(Records from a collection)
____________________

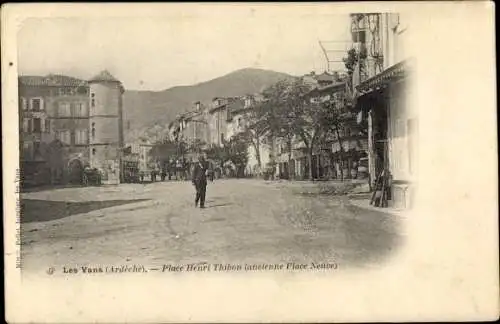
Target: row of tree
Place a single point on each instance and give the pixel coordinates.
(286, 114)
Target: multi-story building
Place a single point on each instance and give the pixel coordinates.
(292, 157)
(142, 150)
(106, 126)
(384, 99)
(259, 147)
(56, 133)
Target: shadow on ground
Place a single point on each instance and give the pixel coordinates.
(33, 210)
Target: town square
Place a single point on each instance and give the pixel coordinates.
(310, 169)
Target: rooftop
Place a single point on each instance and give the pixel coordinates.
(104, 76)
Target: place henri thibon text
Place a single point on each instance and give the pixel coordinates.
(199, 267)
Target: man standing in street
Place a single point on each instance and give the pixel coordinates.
(200, 181)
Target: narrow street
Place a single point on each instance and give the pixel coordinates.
(247, 221)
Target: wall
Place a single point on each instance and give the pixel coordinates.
(105, 119)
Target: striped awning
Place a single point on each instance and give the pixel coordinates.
(383, 79)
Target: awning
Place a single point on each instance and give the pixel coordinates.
(384, 78)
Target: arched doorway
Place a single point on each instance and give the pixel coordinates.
(75, 171)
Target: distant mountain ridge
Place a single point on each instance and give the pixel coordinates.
(151, 111)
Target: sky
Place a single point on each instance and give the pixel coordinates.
(182, 47)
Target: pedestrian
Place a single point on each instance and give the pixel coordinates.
(200, 182)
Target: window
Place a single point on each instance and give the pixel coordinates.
(27, 151)
(66, 91)
(82, 90)
(36, 148)
(81, 137)
(26, 125)
(36, 104)
(80, 109)
(64, 136)
(412, 133)
(23, 103)
(64, 109)
(37, 125)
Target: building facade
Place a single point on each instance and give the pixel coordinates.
(56, 129)
(383, 98)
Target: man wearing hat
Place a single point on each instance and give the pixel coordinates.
(200, 181)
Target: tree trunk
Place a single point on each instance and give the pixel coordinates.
(341, 153)
(257, 151)
(289, 159)
(309, 158)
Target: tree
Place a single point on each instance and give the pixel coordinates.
(303, 118)
(164, 150)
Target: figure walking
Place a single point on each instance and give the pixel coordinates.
(200, 182)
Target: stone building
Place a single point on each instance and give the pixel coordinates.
(106, 126)
(55, 128)
(383, 95)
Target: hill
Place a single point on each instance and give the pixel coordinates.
(151, 111)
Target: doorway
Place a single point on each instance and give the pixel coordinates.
(75, 173)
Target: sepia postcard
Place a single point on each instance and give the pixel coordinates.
(250, 162)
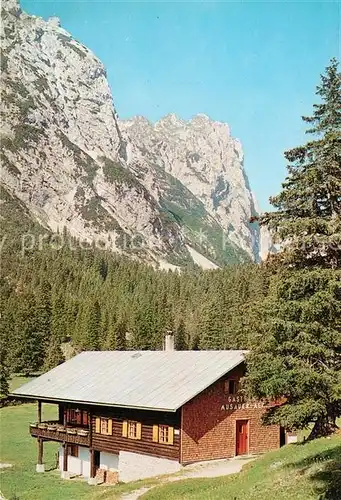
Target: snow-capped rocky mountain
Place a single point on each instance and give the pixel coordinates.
(164, 192)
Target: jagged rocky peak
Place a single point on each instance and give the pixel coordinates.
(203, 155)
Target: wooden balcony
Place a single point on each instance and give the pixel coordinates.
(54, 431)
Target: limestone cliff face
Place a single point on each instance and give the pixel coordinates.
(153, 192)
(203, 156)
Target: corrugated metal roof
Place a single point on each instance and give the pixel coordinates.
(156, 380)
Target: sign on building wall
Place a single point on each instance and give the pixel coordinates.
(239, 403)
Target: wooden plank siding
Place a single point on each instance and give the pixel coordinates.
(116, 442)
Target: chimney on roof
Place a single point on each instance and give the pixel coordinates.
(168, 344)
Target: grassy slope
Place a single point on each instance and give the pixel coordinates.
(309, 471)
(21, 481)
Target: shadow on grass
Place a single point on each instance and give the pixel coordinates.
(328, 473)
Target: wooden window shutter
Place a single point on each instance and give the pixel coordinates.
(125, 429)
(170, 435)
(138, 430)
(155, 433)
(98, 425)
(110, 426)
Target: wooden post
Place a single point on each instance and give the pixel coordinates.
(90, 428)
(39, 412)
(40, 466)
(40, 451)
(60, 414)
(64, 457)
(92, 463)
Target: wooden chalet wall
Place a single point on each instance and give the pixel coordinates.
(209, 424)
(116, 442)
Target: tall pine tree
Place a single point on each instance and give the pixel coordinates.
(297, 352)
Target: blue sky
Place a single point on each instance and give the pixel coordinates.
(252, 64)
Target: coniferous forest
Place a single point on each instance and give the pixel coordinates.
(88, 299)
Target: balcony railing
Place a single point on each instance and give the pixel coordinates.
(54, 431)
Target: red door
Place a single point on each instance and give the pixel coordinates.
(242, 437)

____________________

Your answer must be the lines from the one that contains "Target: blue sky" through the last line of the entries above, copied exactly, with no other lines.

Result for this exercise>
Target: blue sky
Place a single point on each instance and give the pixel coordinates.
(252, 64)
Target: coniferous forest
Place a single point on each instance and give the pixel coordinates.
(88, 299)
Target: balcony railing
Place a single point on each instance and give the pixel coordinates.
(54, 431)
Target: red door
Place a single point on each instance and give the pixel coordinates.
(242, 437)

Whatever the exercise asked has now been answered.